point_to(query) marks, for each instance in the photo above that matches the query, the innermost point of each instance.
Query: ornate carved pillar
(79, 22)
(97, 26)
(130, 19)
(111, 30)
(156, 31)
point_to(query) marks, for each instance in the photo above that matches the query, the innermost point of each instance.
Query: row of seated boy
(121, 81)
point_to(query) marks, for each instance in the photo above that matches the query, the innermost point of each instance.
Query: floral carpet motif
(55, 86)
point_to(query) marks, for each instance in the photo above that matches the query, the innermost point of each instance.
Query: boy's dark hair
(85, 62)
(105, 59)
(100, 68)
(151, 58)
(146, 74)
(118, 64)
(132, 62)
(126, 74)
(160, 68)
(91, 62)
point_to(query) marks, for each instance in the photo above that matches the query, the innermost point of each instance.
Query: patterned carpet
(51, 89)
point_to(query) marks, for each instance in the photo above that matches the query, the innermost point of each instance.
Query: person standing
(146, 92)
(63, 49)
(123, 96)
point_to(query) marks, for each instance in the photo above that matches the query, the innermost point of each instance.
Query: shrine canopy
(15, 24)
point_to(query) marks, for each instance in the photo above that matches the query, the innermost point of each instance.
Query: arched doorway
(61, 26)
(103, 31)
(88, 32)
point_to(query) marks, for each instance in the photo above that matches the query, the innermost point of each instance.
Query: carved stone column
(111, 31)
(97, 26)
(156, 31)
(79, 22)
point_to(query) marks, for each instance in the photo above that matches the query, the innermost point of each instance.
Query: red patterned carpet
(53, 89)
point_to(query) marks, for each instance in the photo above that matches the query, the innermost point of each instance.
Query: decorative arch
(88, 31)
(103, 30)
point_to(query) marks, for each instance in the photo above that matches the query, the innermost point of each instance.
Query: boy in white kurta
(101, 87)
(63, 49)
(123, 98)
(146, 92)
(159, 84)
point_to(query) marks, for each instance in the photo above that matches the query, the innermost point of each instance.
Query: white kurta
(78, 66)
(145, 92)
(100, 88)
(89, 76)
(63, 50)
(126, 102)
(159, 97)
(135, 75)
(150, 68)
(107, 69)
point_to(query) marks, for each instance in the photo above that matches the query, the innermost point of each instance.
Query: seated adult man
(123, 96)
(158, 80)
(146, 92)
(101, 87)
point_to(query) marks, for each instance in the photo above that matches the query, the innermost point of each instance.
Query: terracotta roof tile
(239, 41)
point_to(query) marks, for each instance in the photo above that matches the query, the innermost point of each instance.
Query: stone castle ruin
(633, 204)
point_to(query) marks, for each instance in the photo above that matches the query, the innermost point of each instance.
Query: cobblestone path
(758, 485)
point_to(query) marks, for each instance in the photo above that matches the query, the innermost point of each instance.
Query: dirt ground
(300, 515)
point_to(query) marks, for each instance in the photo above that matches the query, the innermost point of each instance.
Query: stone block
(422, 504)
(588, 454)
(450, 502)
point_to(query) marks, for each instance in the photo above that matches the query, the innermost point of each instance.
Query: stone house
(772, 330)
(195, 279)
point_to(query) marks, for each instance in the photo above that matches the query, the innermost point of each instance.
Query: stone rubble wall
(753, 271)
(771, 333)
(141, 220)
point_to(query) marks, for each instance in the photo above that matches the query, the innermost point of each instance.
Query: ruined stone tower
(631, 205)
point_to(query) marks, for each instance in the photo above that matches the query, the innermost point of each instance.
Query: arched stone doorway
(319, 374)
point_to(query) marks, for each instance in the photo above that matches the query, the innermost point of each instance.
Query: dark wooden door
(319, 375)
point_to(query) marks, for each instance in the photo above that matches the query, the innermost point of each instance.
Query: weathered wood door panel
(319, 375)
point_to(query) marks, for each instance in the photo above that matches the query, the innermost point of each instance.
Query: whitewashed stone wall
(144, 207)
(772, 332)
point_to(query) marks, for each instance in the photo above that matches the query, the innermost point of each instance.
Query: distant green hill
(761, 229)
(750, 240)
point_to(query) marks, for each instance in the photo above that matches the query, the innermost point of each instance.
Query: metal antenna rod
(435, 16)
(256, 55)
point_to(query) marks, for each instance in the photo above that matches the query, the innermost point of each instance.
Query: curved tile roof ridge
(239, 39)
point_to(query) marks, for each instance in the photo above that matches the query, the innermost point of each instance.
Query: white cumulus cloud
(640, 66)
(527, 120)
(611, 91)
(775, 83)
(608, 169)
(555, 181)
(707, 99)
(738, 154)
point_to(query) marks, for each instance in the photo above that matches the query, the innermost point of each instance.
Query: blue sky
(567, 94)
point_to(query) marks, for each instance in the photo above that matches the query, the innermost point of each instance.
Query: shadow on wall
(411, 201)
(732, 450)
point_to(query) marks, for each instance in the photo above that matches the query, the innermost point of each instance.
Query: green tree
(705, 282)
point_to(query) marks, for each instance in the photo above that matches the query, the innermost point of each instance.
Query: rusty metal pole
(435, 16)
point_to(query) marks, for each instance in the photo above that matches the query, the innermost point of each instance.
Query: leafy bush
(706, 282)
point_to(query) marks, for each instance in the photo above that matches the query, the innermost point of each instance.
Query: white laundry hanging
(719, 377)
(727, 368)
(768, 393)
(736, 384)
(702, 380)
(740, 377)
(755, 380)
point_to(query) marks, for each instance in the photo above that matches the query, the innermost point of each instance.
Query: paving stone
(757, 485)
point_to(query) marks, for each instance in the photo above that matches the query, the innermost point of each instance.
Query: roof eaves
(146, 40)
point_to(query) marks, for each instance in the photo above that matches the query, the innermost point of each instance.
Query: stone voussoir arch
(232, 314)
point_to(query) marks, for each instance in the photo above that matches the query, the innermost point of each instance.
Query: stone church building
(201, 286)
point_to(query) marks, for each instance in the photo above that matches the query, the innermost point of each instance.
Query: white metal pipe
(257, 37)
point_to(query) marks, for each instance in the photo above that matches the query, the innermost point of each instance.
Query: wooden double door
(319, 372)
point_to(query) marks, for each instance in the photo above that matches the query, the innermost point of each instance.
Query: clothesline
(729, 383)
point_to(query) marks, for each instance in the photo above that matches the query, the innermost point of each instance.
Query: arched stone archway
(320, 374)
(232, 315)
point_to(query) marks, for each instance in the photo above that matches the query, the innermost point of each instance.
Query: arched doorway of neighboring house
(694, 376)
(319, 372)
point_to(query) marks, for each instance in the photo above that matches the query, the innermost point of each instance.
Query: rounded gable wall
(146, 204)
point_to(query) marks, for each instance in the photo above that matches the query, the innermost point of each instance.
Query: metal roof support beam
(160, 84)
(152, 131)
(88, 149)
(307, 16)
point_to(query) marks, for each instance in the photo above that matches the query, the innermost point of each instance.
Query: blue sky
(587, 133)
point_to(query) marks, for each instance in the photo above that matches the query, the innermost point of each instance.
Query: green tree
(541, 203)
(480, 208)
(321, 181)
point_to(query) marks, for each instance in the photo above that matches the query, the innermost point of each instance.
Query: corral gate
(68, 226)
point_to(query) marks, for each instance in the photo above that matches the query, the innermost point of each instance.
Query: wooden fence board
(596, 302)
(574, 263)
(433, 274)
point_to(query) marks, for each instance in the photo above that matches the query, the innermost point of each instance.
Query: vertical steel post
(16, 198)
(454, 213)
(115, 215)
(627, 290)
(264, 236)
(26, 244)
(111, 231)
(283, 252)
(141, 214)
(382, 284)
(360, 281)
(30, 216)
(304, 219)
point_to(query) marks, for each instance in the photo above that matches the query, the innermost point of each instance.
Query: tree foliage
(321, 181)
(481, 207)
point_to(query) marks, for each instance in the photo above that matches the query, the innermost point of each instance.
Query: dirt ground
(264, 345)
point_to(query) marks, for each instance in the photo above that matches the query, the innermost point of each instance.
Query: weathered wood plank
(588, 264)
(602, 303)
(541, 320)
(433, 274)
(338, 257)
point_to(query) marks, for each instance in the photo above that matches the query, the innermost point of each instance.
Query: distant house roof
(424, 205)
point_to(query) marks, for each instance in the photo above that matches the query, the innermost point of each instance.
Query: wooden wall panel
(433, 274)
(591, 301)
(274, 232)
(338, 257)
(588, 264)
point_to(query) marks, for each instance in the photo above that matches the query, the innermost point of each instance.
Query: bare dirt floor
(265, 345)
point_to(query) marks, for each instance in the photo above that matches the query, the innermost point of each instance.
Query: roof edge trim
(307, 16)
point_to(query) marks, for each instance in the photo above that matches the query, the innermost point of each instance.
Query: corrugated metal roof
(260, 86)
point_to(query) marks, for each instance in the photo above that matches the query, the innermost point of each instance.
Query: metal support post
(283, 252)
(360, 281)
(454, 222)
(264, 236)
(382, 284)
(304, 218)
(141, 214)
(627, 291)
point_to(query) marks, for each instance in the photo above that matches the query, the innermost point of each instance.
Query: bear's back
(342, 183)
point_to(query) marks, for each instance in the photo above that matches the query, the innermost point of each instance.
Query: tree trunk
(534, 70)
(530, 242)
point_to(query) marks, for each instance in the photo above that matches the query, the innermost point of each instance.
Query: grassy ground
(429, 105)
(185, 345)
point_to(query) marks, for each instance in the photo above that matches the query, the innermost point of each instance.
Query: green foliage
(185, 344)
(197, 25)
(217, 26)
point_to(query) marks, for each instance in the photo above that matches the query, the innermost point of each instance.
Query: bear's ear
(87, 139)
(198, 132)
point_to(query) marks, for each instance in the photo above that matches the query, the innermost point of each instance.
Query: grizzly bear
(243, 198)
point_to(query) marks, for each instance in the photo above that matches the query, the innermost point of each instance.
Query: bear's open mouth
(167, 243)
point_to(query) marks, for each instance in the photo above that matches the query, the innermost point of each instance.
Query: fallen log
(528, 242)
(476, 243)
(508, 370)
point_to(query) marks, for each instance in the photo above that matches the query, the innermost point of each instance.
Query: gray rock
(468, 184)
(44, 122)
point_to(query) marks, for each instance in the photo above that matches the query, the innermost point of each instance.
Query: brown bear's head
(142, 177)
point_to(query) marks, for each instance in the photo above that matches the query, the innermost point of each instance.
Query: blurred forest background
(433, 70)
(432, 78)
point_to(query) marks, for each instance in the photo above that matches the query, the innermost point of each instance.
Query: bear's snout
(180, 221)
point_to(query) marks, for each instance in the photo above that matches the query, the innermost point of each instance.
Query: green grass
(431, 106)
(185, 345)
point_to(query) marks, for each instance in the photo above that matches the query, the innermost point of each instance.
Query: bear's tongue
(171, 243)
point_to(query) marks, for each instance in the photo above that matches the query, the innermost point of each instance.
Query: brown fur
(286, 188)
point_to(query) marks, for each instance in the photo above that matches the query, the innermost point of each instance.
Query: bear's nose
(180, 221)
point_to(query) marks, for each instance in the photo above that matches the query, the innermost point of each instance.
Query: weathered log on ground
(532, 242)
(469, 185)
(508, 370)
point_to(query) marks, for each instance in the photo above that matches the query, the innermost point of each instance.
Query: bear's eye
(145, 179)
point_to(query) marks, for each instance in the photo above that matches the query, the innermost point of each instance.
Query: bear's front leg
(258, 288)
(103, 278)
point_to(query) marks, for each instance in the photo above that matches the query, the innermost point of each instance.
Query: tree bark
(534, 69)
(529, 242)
################
# [Trabajo requerido]
Busca en los registros anteriores todas las líneas que contienen la palabra "bear" y cópialas una por una.

# [Respuesta del ejercicio]
Query: bear's back
Query: bear's ear
Query: grizzly bear
Query: bear's open mouth
Query: brown bear's head
Query: bear's snout
Query: bear's tongue
Query: bear's nose
Query: bear's eye
Query: bear's front leg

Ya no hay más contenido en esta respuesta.